**Work to complete**
The lines below, beginning at the one that contains "Target: white vestment" and ending at the last, are to be retyped exactly.

**Data for this exercise**
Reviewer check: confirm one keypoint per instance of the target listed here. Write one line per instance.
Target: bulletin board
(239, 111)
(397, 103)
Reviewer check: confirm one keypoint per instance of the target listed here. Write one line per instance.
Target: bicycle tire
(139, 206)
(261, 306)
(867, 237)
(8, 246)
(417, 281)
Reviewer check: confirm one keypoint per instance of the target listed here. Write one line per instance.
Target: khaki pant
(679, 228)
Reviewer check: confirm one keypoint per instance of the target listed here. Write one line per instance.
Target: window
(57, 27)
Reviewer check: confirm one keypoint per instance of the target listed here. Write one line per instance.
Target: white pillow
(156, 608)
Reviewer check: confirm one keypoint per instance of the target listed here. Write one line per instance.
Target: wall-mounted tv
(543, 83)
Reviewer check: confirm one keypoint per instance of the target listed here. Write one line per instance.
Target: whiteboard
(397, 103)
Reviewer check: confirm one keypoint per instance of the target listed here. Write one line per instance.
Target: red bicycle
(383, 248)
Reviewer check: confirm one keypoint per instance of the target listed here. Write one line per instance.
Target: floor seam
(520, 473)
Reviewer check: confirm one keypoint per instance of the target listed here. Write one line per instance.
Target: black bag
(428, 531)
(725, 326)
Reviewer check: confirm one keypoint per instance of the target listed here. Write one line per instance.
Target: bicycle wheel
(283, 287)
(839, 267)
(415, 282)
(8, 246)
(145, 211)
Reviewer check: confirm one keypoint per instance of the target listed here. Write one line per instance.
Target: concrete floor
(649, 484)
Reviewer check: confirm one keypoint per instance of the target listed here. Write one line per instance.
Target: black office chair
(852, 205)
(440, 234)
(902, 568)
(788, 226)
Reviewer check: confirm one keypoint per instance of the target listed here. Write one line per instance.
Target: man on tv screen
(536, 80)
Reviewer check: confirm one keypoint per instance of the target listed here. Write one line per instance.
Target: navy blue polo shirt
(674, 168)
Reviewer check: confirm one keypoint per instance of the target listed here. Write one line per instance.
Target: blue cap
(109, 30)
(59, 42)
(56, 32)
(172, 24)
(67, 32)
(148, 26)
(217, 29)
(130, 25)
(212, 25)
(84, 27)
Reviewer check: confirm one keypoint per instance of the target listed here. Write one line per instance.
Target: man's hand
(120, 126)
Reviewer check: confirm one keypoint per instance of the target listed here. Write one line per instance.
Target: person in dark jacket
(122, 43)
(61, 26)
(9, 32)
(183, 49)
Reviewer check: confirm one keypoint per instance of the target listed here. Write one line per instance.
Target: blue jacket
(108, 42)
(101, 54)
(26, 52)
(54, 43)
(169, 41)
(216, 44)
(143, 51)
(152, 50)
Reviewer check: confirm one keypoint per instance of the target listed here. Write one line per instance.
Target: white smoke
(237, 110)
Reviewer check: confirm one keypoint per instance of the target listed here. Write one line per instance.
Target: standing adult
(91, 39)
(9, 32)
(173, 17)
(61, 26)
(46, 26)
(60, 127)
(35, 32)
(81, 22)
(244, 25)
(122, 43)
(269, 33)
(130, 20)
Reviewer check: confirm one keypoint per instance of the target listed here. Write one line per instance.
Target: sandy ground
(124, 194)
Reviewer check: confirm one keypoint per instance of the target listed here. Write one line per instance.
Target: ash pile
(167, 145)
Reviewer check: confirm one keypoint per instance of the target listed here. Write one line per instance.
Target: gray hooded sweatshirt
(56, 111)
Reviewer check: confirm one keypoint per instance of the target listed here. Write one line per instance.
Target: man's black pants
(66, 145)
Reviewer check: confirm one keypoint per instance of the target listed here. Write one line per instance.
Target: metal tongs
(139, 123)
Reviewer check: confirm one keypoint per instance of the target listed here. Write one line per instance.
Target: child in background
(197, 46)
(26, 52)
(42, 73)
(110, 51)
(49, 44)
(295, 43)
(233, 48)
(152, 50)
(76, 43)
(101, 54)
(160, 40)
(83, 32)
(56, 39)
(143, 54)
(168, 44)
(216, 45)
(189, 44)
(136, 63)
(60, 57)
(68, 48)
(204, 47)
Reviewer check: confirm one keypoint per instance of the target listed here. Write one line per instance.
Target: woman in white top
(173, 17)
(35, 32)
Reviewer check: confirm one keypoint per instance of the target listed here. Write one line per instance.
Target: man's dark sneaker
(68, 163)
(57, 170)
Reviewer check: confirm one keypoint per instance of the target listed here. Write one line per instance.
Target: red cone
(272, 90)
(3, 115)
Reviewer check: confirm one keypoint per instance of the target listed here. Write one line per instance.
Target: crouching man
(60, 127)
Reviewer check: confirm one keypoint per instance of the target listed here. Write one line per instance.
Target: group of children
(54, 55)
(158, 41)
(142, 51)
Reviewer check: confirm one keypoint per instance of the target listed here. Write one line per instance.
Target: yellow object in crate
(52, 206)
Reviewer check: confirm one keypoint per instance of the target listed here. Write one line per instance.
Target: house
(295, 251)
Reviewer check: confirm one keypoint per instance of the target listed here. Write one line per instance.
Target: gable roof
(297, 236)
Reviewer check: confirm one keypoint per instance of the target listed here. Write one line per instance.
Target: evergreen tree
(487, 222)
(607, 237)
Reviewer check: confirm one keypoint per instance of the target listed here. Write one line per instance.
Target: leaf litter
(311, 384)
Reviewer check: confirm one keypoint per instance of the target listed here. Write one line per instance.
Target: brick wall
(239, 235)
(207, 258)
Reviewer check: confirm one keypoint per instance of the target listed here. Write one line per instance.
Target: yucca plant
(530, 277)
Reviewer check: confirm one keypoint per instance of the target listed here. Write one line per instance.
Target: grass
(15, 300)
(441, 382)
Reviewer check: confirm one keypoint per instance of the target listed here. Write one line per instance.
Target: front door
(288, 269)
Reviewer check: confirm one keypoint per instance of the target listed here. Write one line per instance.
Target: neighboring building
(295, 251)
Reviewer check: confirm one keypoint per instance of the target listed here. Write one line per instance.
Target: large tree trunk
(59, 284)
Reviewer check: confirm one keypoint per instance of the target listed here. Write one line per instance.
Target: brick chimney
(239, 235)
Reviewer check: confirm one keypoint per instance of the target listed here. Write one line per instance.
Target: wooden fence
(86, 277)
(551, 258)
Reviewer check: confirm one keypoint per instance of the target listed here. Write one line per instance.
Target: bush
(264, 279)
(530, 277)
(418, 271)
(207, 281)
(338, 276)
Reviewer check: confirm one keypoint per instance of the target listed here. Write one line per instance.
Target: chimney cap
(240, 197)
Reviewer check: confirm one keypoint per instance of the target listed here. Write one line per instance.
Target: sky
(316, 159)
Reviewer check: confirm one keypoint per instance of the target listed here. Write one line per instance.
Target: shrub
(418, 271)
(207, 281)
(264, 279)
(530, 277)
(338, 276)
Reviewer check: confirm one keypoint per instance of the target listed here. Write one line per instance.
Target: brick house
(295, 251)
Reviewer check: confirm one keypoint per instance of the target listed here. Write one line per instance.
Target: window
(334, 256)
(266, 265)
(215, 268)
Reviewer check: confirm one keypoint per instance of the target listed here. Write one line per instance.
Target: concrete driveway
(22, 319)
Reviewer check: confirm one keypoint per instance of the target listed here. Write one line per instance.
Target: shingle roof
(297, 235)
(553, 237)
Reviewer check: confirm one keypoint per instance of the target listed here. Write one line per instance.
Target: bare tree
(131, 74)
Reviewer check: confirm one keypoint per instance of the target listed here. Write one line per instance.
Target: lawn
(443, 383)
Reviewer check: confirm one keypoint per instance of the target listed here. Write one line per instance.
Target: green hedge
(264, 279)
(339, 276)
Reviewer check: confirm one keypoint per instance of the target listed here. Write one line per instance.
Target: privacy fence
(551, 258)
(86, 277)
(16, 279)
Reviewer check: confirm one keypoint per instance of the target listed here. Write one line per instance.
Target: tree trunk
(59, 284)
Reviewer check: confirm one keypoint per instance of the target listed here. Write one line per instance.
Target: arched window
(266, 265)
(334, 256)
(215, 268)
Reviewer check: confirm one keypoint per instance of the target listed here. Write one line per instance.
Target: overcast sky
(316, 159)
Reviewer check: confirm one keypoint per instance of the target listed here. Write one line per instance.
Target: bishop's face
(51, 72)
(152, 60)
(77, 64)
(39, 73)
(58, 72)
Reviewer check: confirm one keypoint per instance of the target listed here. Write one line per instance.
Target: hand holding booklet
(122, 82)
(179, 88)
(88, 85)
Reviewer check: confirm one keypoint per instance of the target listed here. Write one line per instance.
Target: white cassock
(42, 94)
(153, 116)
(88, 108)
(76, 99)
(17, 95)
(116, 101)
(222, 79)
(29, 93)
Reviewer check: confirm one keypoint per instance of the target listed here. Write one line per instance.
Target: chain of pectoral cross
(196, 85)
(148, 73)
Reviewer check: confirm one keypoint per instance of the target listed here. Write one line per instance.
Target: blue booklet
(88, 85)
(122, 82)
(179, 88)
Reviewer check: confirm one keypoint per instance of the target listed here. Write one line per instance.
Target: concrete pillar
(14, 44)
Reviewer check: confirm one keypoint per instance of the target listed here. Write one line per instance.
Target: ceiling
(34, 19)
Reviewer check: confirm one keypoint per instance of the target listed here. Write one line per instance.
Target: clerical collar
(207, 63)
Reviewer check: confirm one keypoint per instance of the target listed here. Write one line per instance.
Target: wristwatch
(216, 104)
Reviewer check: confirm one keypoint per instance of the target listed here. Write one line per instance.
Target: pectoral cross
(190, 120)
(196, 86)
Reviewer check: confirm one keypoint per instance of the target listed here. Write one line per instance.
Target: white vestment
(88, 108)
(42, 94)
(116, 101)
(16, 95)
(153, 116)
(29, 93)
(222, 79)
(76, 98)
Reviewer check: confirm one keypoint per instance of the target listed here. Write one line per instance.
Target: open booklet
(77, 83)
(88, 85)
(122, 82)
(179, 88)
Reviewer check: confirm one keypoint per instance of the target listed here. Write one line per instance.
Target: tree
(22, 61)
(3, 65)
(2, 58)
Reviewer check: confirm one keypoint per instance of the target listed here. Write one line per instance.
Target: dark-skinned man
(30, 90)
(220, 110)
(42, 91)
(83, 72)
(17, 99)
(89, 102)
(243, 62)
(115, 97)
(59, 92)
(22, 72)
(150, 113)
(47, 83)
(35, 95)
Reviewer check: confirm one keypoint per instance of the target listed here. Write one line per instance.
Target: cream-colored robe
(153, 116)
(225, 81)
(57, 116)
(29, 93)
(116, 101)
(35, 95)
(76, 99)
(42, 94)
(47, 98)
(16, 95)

**Task solution**
Target: white vestment
(88, 108)
(42, 94)
(116, 101)
(16, 95)
(153, 116)
(29, 93)
(222, 79)
(76, 98)
Reviewer check: confirm one keypoint per instance of the target listed here. Write one line per instance.
Target: open booklet
(77, 83)
(88, 85)
(122, 82)
(179, 88)
Reviewer check: confirm one keypoint per instance of the target listed here. Write one line per instance.
Target: tree
(22, 61)
(3, 65)
(2, 58)
Reviewer check: confirm one keypoint per instance of the target listed here. Write one line per instance.
Target: dark-skinned man
(30, 90)
(220, 110)
(42, 91)
(83, 72)
(17, 99)
(89, 102)
(243, 62)
(115, 97)
(59, 92)
(22, 72)
(150, 113)
(47, 83)
(35, 95)
Reviewer check: confirm one keypoint per instance of the target listed here. Write one line per instance.
Target: cream-colored robe
(153, 116)
(225, 81)
(57, 116)
(29, 93)
(116, 101)
(35, 95)
(76, 99)
(42, 94)
(47, 98)
(16, 95)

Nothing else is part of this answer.